### Exercise instructions:
An exact copy of the records is required, minus the pictures they hold.

>> start

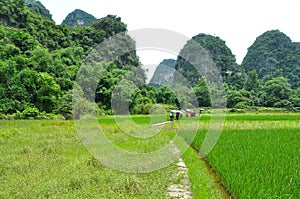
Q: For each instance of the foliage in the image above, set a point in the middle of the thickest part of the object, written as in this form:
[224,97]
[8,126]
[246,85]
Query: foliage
[163,73]
[78,18]
[274,50]
[38,8]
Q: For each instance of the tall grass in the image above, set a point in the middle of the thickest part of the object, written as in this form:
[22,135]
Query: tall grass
[257,155]
[46,159]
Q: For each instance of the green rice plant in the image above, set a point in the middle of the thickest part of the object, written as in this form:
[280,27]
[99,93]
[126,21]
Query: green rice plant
[257,155]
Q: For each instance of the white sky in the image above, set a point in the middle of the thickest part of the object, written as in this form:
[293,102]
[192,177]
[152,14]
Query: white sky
[237,22]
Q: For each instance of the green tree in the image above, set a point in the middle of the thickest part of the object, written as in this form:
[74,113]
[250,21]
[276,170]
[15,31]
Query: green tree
[277,89]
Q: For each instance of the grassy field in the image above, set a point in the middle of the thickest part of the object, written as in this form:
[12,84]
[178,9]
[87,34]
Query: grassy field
[47,159]
[257,155]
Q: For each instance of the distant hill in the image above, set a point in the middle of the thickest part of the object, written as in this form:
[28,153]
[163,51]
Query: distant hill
[78,17]
[163,73]
[274,50]
[39,8]
[219,52]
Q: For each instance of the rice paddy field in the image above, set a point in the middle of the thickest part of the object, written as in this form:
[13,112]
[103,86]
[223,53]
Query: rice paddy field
[256,156]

>> end

### Task result:
Q: For each instance of the foliage in the image above, set a point in the middle of the thickest part of the object, written as in this form:
[224,97]
[8,126]
[246,85]
Query: foliage
[163,73]
[78,18]
[274,50]
[38,8]
Q: For each instance of the tall grass in the image above, set a point in the middle of the thickest part of the object, written as in this form:
[22,135]
Query: tall grass
[257,155]
[46,159]
Q: For each instance of the green rice plant in the image above, set a point in the middle of the thickest part of the object, written as in this form:
[280,27]
[99,93]
[126,21]
Query: green rice plant
[257,155]
Q: For each instance of the white sky in the image above, set a point in the middle of the thickest part of the object, written as in this form:
[293,102]
[192,177]
[152,14]
Query: white sky
[237,22]
Q: For each instance of the green tree in the image above, set a point in the middle of the thickest part of the object, written as in this form:
[74,113]
[250,21]
[276,170]
[15,31]
Query: green tree
[277,89]
Q: For each instance of the grassy field in the image above, set a point in the middle of the thickest part of the object, written as in this form:
[12,84]
[178,9]
[87,34]
Query: grassy field
[47,159]
[257,155]
Q: For each instance of the distant hill in the image above, set a point in the middle of the thickest part of the object, written as in this form:
[28,153]
[163,51]
Query: distant hill
[78,17]
[163,73]
[274,50]
[39,8]
[219,52]
Q: For each instance of the rice paddy field in the image above, set a point in the middle of the thickest part of the object, written as in this form:
[13,112]
[103,86]
[223,53]
Query: rice paddy field
[256,156]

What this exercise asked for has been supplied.